__Problem statement__. From the records, return each line that has the word "instance" in it.

__Entries provided__.
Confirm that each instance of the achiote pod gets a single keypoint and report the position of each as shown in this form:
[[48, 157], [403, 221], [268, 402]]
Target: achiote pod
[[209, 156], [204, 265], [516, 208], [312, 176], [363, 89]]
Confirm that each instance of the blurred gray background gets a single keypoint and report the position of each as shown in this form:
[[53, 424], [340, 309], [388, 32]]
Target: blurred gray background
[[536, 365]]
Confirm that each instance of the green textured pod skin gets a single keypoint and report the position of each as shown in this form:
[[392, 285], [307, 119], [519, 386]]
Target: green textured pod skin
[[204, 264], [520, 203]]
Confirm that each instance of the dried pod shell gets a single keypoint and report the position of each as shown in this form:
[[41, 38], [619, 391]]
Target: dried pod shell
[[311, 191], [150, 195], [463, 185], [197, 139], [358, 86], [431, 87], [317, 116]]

__Response to this task__.
Confirm that each instance of the achiote pod gets a single keypoint and report the position of each as shown in this form:
Confirm that each instance of the blurred gray background gets a single keypoint and report the position of each as shown in this form:
Confirm that each instance of the green textured pod skin gets a single keypoint and report the position of each as shown in this form:
Confirm that each instance of the dried pod shell gets a single keypoint and report the position of each as shown in this form:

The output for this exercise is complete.